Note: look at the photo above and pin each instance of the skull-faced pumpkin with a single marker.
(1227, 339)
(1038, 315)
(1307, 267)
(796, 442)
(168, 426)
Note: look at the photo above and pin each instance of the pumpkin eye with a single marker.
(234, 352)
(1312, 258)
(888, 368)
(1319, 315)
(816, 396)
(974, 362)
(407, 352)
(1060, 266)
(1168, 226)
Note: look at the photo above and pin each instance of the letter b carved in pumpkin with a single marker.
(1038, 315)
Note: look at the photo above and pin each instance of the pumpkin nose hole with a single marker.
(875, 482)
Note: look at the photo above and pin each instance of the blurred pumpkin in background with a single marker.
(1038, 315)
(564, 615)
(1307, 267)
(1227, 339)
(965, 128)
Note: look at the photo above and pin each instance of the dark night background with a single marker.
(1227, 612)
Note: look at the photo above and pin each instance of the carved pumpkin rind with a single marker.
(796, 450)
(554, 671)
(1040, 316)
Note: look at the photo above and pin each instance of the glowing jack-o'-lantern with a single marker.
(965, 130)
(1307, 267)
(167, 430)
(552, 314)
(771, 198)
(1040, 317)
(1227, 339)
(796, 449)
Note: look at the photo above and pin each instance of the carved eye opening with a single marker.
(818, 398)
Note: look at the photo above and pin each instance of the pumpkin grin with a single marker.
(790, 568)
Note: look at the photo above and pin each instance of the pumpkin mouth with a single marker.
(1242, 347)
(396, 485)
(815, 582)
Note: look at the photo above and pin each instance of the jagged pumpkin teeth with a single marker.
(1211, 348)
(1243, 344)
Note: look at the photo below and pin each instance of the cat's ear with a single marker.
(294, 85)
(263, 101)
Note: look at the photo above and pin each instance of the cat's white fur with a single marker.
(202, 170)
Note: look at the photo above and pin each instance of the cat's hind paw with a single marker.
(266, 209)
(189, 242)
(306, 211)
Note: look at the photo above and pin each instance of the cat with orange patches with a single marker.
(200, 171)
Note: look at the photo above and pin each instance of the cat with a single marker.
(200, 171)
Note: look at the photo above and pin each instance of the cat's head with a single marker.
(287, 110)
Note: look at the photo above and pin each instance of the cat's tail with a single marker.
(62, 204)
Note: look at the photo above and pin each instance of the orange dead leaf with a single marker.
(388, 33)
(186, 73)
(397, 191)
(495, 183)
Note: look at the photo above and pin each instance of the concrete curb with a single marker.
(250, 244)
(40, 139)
== == ==
→ **INSTRUCTIONS FOR THE TASK**:
Set down, exactly and only, the lines running from the one holding "mouth with a single marker." through the end of the records above, both ends included.

→ **WRITTEN RESPONSE**:
Note: look at the photo above and pin each instance of the pumpkin mouth with a single marker.
(1242, 347)
(396, 485)
(815, 582)
Note: look at the photo above and pin each instance of the jagged pumpkin teeth with a single marker.
(1211, 348)
(1243, 344)
Note: look at the photo below and pin each instance of the cat's ear with a single marker.
(294, 85)
(263, 101)
Note: look at the photo above and pin each instance of the cat's white fur with a single marker.
(202, 170)
Note: look at the photo above and pin each instance of the cat's hind paw with a single marker.
(266, 209)
(189, 242)
(306, 211)
Note: look at the photo above and pin each instance of the cat with orange patches with a single marker.
(200, 171)
Note: look at the photo above and pin each instance of the cat with a single marker.
(200, 171)
Note: look at the photo above and pin each instance of the cat's head with a single marker.
(287, 110)
Note: look at the photo above and pin each instance of the cat's tail with a single marker.
(62, 204)
Note: look at the photo above and pin each instance of the orange dead leaf with a single marker.
(388, 33)
(186, 73)
(397, 191)
(495, 183)
Note: look at the photo above and pin each instance of the concrete curb with a single marker.
(250, 244)
(40, 139)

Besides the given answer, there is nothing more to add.